[Exercise]:
Tell how many lines of the data below have the string "anise" in them. Say nothing more.
###
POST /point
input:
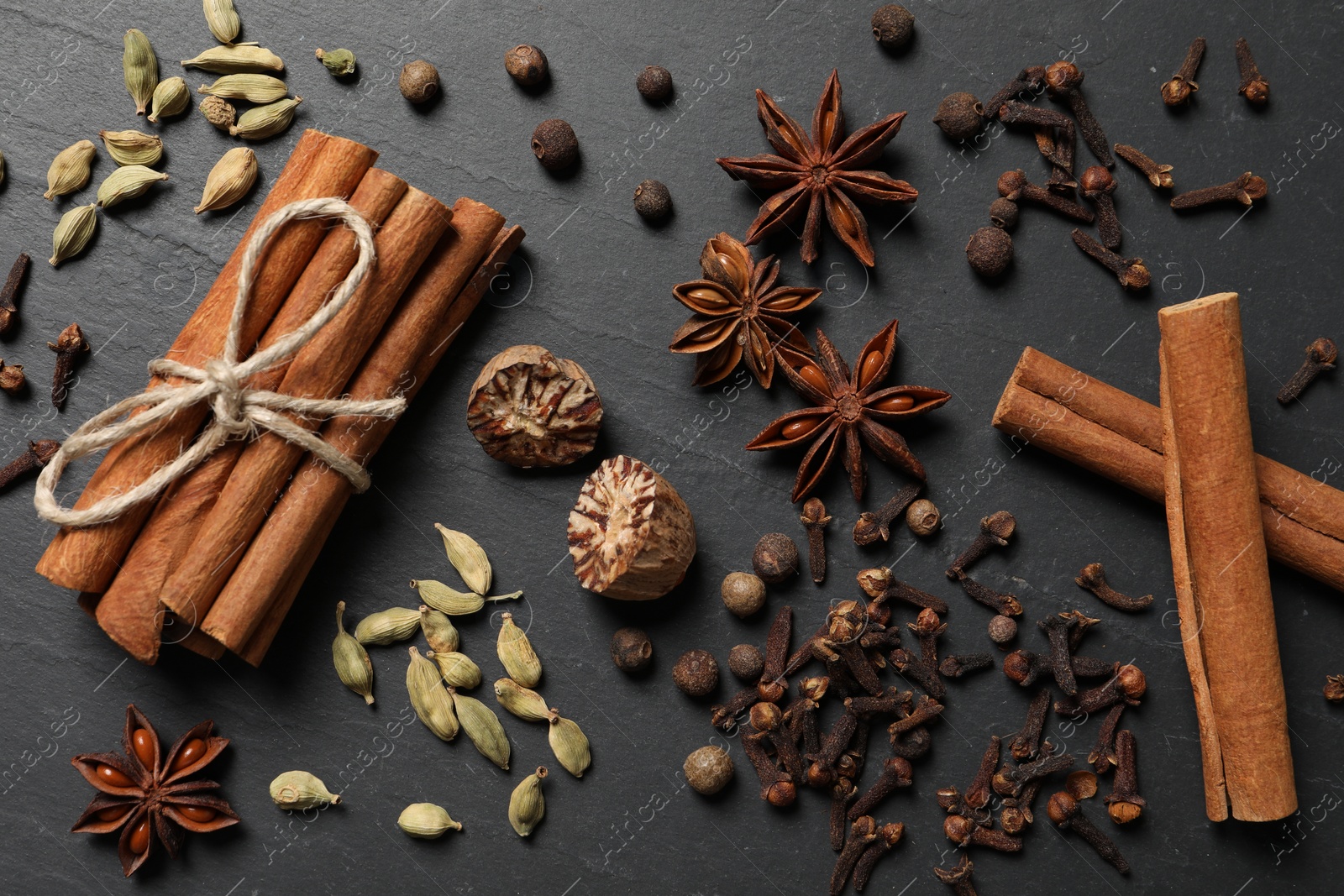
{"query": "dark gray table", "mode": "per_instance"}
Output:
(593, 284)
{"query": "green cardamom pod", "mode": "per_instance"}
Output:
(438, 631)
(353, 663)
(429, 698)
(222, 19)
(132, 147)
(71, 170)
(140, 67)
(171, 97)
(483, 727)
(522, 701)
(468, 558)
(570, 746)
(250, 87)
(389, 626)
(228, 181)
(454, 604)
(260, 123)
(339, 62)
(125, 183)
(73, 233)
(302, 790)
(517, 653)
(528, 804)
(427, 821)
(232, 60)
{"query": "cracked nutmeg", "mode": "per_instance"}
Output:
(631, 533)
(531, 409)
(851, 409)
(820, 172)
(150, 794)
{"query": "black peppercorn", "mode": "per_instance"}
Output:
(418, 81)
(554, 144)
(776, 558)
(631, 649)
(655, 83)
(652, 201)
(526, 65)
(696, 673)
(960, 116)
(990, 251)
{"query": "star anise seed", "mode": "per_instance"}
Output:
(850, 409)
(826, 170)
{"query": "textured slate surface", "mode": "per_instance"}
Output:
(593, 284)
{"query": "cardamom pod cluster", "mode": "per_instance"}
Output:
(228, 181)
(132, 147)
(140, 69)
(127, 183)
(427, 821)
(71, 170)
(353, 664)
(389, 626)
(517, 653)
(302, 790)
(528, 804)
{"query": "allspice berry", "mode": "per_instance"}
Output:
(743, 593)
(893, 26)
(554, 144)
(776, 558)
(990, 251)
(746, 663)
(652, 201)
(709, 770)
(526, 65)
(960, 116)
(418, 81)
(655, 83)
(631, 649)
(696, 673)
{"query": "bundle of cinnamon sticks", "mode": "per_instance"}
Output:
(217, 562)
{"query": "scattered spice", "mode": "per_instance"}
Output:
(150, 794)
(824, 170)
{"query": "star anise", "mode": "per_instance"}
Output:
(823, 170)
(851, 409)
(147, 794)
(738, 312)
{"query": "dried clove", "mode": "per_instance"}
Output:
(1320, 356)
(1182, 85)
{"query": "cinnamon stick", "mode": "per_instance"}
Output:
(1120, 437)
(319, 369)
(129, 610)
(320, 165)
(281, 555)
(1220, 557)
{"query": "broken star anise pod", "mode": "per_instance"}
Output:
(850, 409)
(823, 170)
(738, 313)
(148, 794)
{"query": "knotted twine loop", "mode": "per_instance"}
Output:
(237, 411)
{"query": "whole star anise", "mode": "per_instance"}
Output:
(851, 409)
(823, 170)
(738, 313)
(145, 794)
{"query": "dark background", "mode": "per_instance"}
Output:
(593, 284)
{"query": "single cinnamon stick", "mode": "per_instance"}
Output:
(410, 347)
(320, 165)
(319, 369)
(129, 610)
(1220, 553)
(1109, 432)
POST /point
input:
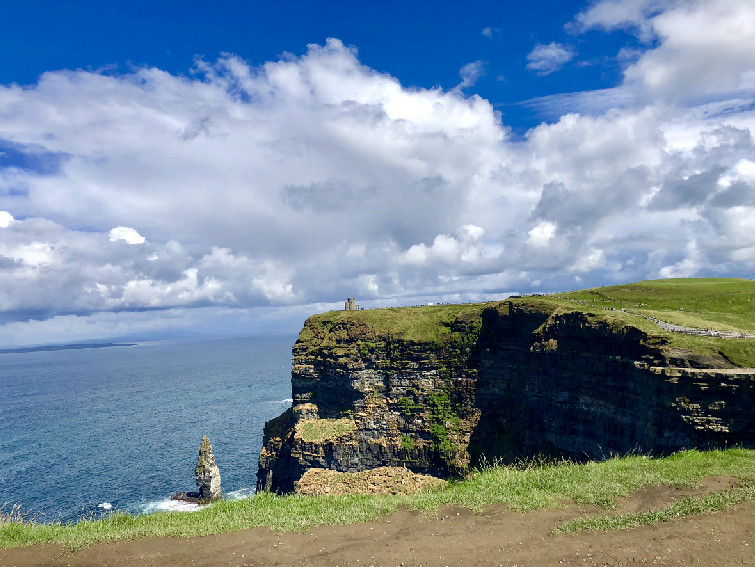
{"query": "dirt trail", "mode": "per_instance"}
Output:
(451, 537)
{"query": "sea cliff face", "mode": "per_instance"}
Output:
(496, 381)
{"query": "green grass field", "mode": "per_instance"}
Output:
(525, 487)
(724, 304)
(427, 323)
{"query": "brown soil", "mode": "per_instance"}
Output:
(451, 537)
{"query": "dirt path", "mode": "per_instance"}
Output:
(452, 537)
###
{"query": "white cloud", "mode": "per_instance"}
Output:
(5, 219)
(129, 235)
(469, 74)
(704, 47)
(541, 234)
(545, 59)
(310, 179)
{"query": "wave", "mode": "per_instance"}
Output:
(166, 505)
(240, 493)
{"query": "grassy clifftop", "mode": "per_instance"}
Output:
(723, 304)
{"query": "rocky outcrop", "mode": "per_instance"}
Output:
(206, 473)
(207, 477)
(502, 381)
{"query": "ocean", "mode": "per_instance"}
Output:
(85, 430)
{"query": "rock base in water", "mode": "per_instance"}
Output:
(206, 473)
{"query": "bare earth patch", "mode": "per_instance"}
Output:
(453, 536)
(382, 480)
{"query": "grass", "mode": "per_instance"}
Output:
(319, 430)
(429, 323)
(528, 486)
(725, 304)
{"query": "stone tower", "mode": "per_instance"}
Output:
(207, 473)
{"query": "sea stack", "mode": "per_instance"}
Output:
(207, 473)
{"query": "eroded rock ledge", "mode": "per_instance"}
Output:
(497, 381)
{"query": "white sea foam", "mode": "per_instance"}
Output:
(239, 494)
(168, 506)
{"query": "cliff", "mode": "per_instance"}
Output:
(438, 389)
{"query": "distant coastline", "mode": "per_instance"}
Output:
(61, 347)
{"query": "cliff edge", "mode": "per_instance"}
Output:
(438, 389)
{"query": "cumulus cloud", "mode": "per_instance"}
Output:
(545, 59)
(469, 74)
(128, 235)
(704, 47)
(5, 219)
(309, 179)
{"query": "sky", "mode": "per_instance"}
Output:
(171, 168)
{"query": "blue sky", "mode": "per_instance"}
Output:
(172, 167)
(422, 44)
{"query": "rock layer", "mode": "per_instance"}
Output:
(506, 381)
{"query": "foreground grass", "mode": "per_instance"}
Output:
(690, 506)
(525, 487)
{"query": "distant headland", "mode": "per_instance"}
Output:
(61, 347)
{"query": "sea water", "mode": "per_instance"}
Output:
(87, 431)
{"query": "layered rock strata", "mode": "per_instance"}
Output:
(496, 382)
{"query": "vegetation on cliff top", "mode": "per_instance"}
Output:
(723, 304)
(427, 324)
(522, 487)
###
[Solution to the problem]:
4